The Best Portable Handheld Gaming Consoles of 2020

Long gone is the Game Boy, but these handhelds still rule.

Long live the Game Boy. The portable Nintendo device—and all of the handheld gaming platforms of its ilk—is a thing of the past. But before the Switch, before PlayStation got out of the portable game, before Sega stopped making hardware, when words like “Neo Geo” and “Lynx” still meant anything, there was a thriving ecosystem for handheld gaming. Anyone who had a home console also owned a Nintendo DS or a PSP for long bus rides, family vacations, or their older siblings’ piano recitals. Hell, I even owned a Sega NOMAD at one point. That thing was amazing.

Today, there’s really only one handheld that has any relevance anymore: The Nintendo Switch. Or, two handhelds, if you count its little brother, the Switch Lite. In 2020, the once-booming portable market has been replaced by a much more complicated, but nonetheless colorful, industry that’s focused much more on games than on hardware. Mobile games (you know, apps) are where it’s at. The smartphone has completely changed the way developers approach non-console games. Some of the most promising studios have found their voices on platforms like Apple Arcade, the App Store, and the Google Play Store.

- **Source material**:
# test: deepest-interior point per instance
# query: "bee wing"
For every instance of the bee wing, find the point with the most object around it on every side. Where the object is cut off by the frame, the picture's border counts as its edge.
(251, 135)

- **Exercises to complete**:
**a)** Answer these questions from the article on handheld gaming consoles:
(i) What handheld does the writer say they once owned and found amazing?
(ii) What does the article call the little brother of the Nintendo Switch?
(iii) On which platforms have some of the most promising studios found their voices?
**b)** Output the stretch of the article on handheld gaming consoles from "The Best Portable" through "thing was amazing.", copied word for word.

- **The responses**:
**a)**
(i) A Sega NOMAD.
(ii) The Switch Lite.
(iii) Apple Arcade, the App Store, and the Google Play Store.

**b)**
The Best Portable Handheld Gaming Consoles of 2020

Long gone is the Game Boy, but these handhelds still rule.

Long live the Game Boy. The portable Nintendo device—and all of the handheld gaming platforms of its ilk—is a thing of the past. But before the Switch, before PlayStation got out of the portable game, before Sega stopped making hardware, when words like “Neo Geo” and “Lynx” still meant anything, there was a thriving ecosystem for handheld gaming. Anyone who had a home console also owned a Nintendo DS or a PSP for long bus rides, family vacations, or their older siblings’ piano recitals. Hell, I even owned a Sega NOMAD at one point. That thing was amazing.